## Exercise passage:
IBM officials say theyve found a method for speeding up the way large computer networks retrieve and share information by as much as 600 percent, a move that could impact data-intensive, high-performance computing environments.
For its “Project Fastball,” IBM used the combination of the compute power of ASC Purple, the massive IBM-designed Blue Gene supercomputer at Lawrence Livermore National Laboratories in Livermore, Calif., and IBMs General Parallel File System software.
The combination demonstrated more than 102GB per second of sustained read-and-write performance on a single file, which is more than a 600 percent jump in the speed of data, said Chris Maher, development director for HPC development at IBM.
The GPFS software was used to manage the flow of information between the thousands of processors and disk storage devices in the supercomputer.
The project used 104 Power-based eServer p575 nodes and 416 storage controllers, according to IBM, based in Armonk, N.Y.
The project resulted in a file system of 1.6 petabytes, one of the largest in the world, Maher said. The performance of the file was maintained as more than 1,000 clients pushed workloads into the file.
Maher equated that speed to downloading 25,000 songs in a second.
“This kind of capability opens doors to new kinds of applications in high-performance computing,” he said.
Such applications include online gaming, customized medicine and homeland security, where massive amounts of data need to be analyzed quickly, all of which would benefit from being able to move data between machines in massive supercomputing environments, he said.
Such environments are growing, as is the need to manage the large amounts of data stored in them.
“Its not just 1,500 servers, but a collection of 1,500 servers that act like a single computer system,” Maher said.
ASC (Advanced Simulation and Computing) Purple is the third-most powerful supercomputer in the world, and was built through IBMs Blue Gene supercomputer project.
On the Top 500 list of the fastest computers released in November 2005 at the Supercomputing conference, the ASC Purple computer topped out at 63.39 teraflops—or 63.39 trillion calculations per second—on 10,240 processors.
IBMs Blue Gene program produced the top three fastest systems, and four in the top 10.
IBM is pushing to have the GPFS software used on other platforms, including through an initiative that offers some clients access to the softwares source code with the idea that they may adapt it to work on non-IBM hardware.

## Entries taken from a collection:
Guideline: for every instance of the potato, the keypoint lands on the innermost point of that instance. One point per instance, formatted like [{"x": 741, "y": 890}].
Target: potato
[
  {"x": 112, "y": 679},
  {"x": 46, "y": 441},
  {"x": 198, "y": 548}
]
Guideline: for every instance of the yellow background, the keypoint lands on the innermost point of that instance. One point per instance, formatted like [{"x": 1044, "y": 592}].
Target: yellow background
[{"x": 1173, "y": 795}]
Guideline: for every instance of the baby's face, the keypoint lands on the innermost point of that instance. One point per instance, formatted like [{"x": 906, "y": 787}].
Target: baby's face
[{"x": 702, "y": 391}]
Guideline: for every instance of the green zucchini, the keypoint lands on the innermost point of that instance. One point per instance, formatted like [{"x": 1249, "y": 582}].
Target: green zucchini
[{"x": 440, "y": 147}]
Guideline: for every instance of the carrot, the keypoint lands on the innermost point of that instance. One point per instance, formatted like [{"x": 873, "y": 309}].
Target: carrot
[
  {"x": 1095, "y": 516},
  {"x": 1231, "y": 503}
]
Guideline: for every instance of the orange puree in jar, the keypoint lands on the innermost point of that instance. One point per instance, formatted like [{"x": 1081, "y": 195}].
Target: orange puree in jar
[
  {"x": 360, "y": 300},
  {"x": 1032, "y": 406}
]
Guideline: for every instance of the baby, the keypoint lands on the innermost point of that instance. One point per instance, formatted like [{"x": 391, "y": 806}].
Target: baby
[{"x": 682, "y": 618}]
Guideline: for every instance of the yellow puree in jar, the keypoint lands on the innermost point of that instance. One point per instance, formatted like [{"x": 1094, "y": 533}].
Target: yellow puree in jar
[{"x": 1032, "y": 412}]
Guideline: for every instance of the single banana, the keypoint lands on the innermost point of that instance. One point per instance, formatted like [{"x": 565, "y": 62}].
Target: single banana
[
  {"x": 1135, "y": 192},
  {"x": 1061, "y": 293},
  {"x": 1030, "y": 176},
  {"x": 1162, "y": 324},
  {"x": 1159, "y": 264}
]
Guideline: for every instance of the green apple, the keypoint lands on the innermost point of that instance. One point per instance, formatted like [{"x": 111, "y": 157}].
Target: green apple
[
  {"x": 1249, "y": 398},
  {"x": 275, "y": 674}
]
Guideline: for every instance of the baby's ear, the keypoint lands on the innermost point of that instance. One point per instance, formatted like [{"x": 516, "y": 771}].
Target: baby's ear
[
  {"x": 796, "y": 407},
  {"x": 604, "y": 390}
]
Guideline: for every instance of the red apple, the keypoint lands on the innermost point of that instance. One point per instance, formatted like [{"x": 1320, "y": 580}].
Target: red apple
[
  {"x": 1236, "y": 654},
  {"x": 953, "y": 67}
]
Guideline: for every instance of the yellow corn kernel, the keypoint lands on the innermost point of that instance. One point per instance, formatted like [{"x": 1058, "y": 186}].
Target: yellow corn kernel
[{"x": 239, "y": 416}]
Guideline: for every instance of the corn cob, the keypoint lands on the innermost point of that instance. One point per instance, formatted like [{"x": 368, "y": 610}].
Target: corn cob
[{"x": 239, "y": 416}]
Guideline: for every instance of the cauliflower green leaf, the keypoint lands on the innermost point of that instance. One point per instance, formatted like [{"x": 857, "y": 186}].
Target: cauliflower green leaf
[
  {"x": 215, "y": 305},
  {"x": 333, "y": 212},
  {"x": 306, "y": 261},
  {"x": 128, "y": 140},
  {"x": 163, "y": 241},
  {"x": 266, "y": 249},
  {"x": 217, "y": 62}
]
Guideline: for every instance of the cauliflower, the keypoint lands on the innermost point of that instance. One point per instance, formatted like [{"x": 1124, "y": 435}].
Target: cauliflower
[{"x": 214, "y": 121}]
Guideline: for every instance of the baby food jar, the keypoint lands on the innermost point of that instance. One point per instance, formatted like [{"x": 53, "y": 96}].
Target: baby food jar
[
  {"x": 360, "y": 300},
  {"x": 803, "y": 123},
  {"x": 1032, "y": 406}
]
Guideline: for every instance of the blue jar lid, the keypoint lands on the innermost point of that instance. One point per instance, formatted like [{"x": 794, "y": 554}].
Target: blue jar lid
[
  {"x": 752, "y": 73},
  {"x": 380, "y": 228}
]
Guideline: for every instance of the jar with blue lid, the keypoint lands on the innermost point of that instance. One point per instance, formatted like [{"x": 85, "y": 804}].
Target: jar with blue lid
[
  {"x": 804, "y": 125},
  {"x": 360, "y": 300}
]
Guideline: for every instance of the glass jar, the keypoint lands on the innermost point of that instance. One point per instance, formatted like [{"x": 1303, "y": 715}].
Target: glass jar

## What the exercise asks:
Reproduce the passage of the IBM file-system article starting with "Maher equated that" and going on through "environments, he said.", word for word.

## Answer to the exercise:
Maher equated that speed to downloading 25,000 songs in a second.
“This kind of capability opens doors to new kinds of applications in high-performance computing,” he said.
Such applications include online gaming, customized medicine and homeland security, where massive amounts of data need to be analyzed quickly, all of which would benefit from being able to move data between machines in massive supercomputing environments, he said.